**What to work on**.
Below are the records. Gather each line that holds "jersey".
■ ■ ■
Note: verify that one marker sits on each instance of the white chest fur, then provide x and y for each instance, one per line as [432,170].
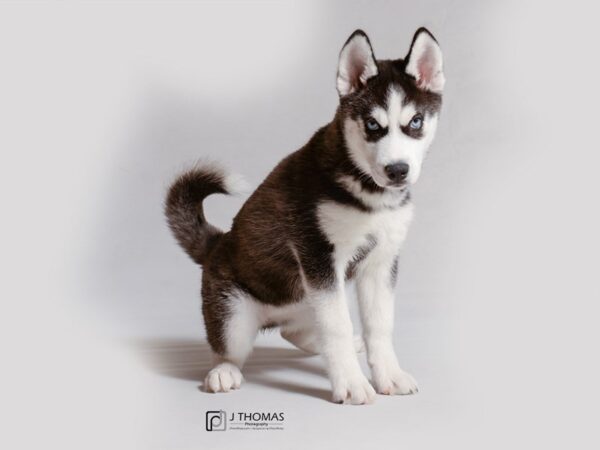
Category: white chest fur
[348,228]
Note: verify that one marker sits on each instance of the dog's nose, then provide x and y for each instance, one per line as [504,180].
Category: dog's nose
[396,172]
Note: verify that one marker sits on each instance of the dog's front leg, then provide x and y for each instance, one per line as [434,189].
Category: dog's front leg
[375,282]
[336,341]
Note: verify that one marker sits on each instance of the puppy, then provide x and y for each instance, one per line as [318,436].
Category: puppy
[336,210]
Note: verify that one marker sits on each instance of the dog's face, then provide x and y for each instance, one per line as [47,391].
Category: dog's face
[390,108]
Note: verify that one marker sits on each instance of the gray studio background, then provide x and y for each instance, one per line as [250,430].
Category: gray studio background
[497,294]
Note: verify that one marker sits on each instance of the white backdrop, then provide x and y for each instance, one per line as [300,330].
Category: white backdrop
[102,104]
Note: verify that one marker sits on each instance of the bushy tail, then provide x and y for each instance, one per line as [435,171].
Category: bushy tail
[184,211]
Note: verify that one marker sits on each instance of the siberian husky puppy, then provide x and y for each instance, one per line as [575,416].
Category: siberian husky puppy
[335,210]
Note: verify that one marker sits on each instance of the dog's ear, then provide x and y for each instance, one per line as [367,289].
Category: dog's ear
[424,62]
[356,65]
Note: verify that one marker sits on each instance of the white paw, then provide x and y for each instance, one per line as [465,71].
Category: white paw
[393,381]
[359,344]
[223,378]
[353,390]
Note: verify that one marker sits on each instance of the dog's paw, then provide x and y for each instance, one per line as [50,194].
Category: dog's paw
[394,381]
[223,378]
[353,390]
[359,344]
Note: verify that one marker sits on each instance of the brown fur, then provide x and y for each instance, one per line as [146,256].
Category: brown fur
[275,238]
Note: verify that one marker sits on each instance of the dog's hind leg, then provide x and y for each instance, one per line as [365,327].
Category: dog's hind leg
[232,321]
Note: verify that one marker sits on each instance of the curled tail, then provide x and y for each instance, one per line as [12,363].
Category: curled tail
[184,211]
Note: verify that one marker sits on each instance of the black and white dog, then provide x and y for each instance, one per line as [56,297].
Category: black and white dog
[338,209]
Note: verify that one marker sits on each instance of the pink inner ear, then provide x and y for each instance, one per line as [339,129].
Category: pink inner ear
[426,68]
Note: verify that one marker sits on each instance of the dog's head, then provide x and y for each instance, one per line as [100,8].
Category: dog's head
[390,108]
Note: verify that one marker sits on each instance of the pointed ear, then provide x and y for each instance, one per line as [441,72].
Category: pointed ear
[424,62]
[356,65]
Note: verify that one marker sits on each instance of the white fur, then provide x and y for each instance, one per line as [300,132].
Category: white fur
[356,65]
[426,63]
[395,146]
[390,198]
[336,344]
[347,228]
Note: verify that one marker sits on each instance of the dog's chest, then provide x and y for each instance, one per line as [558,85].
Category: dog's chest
[349,229]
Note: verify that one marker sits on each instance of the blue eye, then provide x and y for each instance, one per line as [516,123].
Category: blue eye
[416,123]
[372,124]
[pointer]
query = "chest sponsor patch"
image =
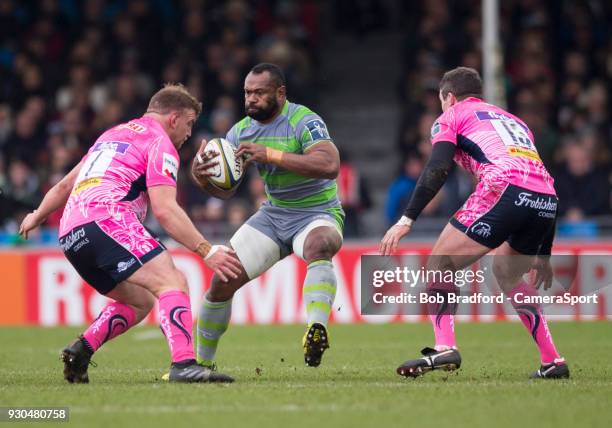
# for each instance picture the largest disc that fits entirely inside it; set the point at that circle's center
(170, 166)
(317, 129)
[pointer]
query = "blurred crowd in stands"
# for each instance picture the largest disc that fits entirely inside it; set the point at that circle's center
(70, 69)
(558, 68)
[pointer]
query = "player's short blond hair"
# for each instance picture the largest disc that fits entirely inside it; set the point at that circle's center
(173, 97)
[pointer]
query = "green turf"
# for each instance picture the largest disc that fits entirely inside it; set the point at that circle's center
(355, 386)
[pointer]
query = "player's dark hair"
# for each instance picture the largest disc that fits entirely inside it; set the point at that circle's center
(463, 82)
(173, 97)
(277, 77)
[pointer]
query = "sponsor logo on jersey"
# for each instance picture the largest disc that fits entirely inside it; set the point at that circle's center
(525, 153)
(115, 146)
(435, 128)
(86, 184)
(134, 127)
(123, 266)
(68, 241)
(317, 129)
(525, 199)
(170, 166)
(493, 115)
(482, 229)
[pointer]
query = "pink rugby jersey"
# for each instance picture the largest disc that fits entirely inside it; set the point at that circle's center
■ ■ ■
**Response box**.
query = "sponsor logo on jersey"
query = "pink rugby jersey"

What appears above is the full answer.